-- Testo --
========

Incuriosito dalla sua piena consapevolezza del prossimo progetto e dalla grande cura dedicata al disco in cantiere, gli domando se ci sono dei film o serie, magari guardati durante il primo lockdown oppure ora, che influenzano il suo spirito creativo.
“Ai tempi veramente pochi, per ovvi problemi di connessione. Ora invece per quelli che c’entrano col disco non posso dirvi niente perchè spoilererei il concept del disco” risponde mentre ride e protegge il suo lavoro.
Rimanendo sempre in campo cinematografico e ricollegandomi al video di “Ologramma”, realizzato in collaborazione con Green Peace, vorrei sapere cosa ne pensa dei recenti documentari “Seaspiracy” e “Cowspiracy”, oltre alla sua posizione sulle problematiche ambientali. Luca mi risponde:
“Dal punto di vista personale la vivo in prima linea. Ognuno cerca di fare il suo, io lo faccio con la musica, che dà un certo tipo di attenzione, evitando che finisca nel calderone mediatico. La cosa importante è considerarsi parte fondamentale di certi discorsi. Ti rendi conto di quanto quotidianamente sia difficile però ti rendi conto di quanto sia necessario spingere il mercato più che i media, che poi in realtà contribuiscono significativamente, ultimamente si parla molto di “Seaspiracy” e “Cowspiracy”, i quali intervengono entrambi. Io lo faccio con la musica e cerco di dare la mia chiave di lettura della cosa. Quella di “Ologramma" è una chiave di lettura particolare perchè passa per il concetto dell’ologramma stesso e della fisica quantistica. Però è un’altra giunta ad un percorso necessario”.

========

-- Domande sul testo --
1. Traduci in inglese questa frase dell'intervista: "La cosa importante è considerarsi parte fondamentale di certi discorsi."
2. Riprendi l'intervista sul disco e sull'ambiente subito dopo l'ultima frase riportata e prosegui con qualche frase nello stesso tono.

-- Elenco --

========

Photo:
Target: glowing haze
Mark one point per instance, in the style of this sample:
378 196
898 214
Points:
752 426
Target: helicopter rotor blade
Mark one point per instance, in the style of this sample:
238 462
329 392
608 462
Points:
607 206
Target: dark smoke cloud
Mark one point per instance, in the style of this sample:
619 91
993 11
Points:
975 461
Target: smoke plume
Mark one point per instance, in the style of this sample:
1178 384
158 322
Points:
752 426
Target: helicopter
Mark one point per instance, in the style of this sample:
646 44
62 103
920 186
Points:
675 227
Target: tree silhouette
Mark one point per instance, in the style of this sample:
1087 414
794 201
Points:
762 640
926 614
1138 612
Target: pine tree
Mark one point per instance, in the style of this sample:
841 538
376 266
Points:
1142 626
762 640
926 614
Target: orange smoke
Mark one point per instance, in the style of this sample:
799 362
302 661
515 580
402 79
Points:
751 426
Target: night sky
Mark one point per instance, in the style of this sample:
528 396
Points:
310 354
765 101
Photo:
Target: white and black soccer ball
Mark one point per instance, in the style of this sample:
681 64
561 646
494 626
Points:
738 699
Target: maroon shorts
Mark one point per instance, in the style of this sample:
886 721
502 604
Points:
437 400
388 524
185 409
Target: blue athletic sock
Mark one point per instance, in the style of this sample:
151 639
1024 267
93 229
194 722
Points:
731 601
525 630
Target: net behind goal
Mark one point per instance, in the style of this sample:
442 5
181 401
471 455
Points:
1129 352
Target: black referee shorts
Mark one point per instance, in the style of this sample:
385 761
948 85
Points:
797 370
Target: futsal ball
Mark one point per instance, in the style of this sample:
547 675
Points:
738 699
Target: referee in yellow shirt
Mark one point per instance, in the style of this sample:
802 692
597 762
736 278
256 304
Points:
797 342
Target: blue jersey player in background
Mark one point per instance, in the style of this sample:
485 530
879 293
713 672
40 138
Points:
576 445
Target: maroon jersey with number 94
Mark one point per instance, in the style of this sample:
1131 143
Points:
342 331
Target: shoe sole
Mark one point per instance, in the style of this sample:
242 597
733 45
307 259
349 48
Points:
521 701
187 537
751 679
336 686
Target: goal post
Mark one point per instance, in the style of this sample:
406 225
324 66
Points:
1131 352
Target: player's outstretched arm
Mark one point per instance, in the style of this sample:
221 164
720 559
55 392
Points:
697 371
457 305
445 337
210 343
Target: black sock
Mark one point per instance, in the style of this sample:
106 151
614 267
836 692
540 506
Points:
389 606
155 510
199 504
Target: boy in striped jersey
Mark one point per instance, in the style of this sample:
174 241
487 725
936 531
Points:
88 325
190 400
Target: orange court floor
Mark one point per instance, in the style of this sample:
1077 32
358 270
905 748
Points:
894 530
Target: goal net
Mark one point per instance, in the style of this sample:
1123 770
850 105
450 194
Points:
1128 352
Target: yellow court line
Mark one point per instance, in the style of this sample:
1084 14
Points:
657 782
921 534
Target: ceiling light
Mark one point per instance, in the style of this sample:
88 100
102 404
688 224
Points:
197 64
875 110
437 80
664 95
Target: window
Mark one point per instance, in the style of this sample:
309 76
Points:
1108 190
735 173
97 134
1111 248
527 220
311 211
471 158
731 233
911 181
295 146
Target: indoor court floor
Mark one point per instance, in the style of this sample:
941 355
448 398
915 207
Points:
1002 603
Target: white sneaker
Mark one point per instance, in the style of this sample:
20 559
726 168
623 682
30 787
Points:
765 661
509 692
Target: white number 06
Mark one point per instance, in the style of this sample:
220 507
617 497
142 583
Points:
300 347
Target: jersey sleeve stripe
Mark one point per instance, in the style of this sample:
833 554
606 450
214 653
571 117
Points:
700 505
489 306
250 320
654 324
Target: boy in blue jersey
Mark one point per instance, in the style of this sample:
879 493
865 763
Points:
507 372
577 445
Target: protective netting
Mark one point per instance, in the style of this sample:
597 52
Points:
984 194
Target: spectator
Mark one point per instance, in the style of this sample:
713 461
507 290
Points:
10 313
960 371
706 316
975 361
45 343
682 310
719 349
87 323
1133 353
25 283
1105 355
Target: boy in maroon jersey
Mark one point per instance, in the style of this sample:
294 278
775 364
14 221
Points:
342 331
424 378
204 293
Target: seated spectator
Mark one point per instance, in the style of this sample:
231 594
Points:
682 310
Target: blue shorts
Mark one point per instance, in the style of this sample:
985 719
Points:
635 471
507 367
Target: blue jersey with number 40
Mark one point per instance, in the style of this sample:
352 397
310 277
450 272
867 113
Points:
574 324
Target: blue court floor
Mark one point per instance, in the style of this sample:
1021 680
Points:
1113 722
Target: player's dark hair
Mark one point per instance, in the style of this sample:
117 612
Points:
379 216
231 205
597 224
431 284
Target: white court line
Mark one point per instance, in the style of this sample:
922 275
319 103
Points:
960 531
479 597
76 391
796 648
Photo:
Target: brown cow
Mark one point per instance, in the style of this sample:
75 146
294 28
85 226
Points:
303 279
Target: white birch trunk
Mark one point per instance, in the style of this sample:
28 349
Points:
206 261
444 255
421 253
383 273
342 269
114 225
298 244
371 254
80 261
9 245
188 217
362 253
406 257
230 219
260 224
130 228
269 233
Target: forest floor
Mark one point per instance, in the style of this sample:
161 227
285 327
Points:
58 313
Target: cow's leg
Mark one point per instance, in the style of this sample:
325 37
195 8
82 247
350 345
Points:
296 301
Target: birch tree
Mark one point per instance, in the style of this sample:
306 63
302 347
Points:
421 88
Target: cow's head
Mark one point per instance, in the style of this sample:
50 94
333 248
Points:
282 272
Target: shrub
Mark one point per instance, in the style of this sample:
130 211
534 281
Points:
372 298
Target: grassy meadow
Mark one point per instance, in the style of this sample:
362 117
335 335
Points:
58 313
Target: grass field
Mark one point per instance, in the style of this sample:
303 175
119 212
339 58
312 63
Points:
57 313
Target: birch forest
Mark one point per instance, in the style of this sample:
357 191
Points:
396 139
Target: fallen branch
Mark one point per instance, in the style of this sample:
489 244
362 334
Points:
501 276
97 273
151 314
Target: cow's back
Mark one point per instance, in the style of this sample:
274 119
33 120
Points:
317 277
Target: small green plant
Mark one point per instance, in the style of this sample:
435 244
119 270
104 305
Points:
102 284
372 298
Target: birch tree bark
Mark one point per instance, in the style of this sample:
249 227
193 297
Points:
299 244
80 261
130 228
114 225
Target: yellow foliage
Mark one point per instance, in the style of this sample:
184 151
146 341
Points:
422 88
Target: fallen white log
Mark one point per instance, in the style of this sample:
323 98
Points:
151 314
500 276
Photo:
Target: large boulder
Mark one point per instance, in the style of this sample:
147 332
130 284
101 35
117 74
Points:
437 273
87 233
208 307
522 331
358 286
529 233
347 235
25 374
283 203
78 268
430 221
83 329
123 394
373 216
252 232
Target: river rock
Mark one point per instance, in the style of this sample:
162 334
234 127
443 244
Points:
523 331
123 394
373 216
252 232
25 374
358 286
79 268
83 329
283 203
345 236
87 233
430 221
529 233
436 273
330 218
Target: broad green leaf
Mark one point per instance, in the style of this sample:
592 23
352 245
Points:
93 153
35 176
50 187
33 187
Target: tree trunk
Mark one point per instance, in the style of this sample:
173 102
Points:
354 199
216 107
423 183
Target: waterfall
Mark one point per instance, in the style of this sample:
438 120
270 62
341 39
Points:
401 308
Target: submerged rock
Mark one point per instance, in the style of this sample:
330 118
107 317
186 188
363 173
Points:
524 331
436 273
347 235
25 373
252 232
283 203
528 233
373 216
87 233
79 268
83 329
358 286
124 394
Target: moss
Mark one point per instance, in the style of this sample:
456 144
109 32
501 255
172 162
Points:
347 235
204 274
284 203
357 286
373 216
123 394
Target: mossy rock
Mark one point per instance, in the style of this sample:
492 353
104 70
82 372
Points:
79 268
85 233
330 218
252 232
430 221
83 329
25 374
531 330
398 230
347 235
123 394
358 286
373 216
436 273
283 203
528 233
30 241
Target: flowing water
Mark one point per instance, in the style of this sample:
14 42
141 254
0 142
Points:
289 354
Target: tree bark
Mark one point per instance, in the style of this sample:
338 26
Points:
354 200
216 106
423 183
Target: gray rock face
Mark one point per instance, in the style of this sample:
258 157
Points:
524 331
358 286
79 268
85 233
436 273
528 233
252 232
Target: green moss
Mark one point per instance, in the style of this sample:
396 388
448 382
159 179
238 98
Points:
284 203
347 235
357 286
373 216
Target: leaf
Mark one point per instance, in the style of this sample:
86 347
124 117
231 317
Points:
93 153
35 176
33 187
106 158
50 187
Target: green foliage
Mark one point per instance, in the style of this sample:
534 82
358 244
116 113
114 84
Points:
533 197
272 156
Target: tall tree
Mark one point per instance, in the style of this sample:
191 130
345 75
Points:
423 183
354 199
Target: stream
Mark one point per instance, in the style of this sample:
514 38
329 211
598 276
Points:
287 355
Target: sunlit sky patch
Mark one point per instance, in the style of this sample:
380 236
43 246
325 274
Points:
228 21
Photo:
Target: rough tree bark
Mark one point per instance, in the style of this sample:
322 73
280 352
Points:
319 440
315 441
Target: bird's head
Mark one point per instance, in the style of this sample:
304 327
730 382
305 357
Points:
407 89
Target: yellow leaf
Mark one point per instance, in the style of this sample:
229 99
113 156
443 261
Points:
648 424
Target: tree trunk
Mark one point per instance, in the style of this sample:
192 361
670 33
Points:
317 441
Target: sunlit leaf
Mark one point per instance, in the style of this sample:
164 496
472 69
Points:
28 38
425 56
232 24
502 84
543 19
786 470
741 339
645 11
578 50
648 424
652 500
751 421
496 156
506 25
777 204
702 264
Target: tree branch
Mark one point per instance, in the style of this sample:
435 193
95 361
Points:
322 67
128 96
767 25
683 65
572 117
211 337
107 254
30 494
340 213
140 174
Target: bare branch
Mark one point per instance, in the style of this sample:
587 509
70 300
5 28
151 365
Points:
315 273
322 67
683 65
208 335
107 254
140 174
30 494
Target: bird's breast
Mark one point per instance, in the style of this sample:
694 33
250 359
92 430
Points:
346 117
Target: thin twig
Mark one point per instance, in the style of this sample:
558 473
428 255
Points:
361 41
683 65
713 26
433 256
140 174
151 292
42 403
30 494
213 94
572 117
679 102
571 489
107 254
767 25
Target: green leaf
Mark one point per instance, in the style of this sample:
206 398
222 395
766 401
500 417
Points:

========

-- Soluzioni degli esercizi --
1. The important thing is to consider oneself a fundamental part of certain discussions.

2.
Guarda qui il video di "Ologramma":
Il discorso sul mercato mi lascia con molti dubbi: è inevitabilmente in continua evoluzione e questo rende sempre più difficile stare al passo con tutto quello che succede. Un artista come Mezzosangue, che è solito far passare molto tempo tra un’uscita e l’altra, come vive questo aspetto?
“In sociologia si studia che un sistema aperto sopravvive ed uno chiuso muore, c’è sempre uno scambio tra quello che c’è dentro e quello che c’è fuori. Non bisogna credere che ci sia qualcuno estraneo a questo fenomeno e che non possa essere coinvolto nel cambiamento. Io in questo cerco sempre di sentire la mia necessità personale, quello che istintivamente sento non sia scontato. Per esempio una persona coinvolta nel mercato mi ha detto che io ho fatto bene a capire che quello dell’ambiente sarebbe stato il trend giusto da cavalcare, ma la differenza è che io non ho pensato che sarebbe stato un trend da cavalcare. Umanamente lo ritenevo giusto poi una volta esternato ho potuto posizionarlo all’interno della situazione sociale ma è prima umanamente che viene la cosa. L’errore più comune è credere che quello che si sente non è reale. La cosa che cerco di fare è sentire quello che mi chiama l’istinto e poi portarlo fuori” mi spiega Luca riflettendo sul suo stesso percorso.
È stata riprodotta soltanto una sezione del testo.